**Exercise inputs:**
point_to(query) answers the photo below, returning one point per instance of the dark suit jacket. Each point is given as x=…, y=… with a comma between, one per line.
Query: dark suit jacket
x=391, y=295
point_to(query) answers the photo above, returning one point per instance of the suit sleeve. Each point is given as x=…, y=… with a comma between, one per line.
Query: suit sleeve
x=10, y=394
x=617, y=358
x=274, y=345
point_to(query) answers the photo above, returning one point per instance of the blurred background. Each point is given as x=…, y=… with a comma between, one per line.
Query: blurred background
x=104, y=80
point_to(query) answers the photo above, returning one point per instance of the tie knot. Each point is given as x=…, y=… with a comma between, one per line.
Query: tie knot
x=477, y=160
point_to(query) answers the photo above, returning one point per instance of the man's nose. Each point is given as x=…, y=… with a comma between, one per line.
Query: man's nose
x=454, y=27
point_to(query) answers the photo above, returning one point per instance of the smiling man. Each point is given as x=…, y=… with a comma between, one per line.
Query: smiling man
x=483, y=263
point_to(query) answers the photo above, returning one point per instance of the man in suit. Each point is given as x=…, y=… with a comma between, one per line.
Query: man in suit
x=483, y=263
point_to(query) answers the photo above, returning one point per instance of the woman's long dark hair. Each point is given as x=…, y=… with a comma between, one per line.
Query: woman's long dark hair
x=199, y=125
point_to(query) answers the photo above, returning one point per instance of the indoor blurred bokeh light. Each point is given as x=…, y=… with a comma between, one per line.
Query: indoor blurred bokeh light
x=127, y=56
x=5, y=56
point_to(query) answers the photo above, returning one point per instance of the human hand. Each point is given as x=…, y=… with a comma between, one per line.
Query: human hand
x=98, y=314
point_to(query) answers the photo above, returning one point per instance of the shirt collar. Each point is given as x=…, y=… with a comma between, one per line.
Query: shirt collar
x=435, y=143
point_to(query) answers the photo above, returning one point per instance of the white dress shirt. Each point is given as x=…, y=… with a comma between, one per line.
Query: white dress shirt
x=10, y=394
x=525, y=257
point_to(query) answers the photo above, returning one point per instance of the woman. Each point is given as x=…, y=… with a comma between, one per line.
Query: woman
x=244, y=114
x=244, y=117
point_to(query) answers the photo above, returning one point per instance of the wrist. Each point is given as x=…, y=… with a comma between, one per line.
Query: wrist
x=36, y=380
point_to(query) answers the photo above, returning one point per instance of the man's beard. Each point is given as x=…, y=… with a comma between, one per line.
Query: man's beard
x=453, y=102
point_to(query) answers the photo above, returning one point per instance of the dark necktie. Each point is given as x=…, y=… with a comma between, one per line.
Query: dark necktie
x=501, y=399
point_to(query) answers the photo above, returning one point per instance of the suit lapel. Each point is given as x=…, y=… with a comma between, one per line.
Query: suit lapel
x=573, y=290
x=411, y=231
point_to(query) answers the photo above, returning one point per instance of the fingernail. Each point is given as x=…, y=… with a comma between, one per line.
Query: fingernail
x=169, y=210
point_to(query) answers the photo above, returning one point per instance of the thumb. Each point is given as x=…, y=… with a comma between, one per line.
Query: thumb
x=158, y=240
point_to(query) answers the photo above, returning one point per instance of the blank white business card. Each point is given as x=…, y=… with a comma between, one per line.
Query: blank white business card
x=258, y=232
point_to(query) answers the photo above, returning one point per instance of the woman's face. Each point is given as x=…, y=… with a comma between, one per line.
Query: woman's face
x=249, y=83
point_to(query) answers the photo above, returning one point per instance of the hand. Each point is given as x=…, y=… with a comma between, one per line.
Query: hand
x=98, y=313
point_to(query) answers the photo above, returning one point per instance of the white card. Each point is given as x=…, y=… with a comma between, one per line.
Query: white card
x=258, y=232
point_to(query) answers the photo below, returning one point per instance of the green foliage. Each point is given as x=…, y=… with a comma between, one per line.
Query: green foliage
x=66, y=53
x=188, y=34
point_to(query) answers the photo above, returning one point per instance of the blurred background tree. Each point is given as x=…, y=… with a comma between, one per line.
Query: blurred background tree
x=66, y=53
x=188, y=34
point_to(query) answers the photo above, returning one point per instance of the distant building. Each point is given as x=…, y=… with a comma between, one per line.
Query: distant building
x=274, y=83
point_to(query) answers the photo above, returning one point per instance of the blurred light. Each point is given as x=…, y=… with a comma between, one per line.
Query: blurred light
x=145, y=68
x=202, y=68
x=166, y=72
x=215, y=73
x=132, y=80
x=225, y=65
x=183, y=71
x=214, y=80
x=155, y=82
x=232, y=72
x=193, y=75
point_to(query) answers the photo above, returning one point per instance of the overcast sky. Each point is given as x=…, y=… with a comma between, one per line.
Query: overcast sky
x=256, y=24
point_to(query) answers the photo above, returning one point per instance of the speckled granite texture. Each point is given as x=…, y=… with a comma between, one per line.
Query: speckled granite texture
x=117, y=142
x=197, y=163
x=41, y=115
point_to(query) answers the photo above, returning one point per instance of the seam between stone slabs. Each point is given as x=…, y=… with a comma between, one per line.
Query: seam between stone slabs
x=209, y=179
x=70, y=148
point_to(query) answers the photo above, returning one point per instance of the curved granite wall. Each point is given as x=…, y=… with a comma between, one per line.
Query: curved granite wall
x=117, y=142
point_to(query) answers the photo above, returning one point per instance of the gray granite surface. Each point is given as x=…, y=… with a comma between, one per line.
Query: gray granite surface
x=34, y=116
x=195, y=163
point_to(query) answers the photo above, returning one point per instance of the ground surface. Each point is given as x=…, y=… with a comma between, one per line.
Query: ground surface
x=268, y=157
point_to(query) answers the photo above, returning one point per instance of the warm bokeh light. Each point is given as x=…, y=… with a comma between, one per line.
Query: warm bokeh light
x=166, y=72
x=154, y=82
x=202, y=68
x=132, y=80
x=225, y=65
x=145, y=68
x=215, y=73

**Work request:**
The lines to return are those in the entries above that include "below".

**Finished exercise:**
point_to(query) answers the photo below, returning one point per instance of the dark suit jacket. Each point is given as x=…, y=… with a comma between, one per line.
point_to(query) answers the photo below, returning one point per instance of the green foliage. Each point is given as x=…, y=… with a comma between, one per line.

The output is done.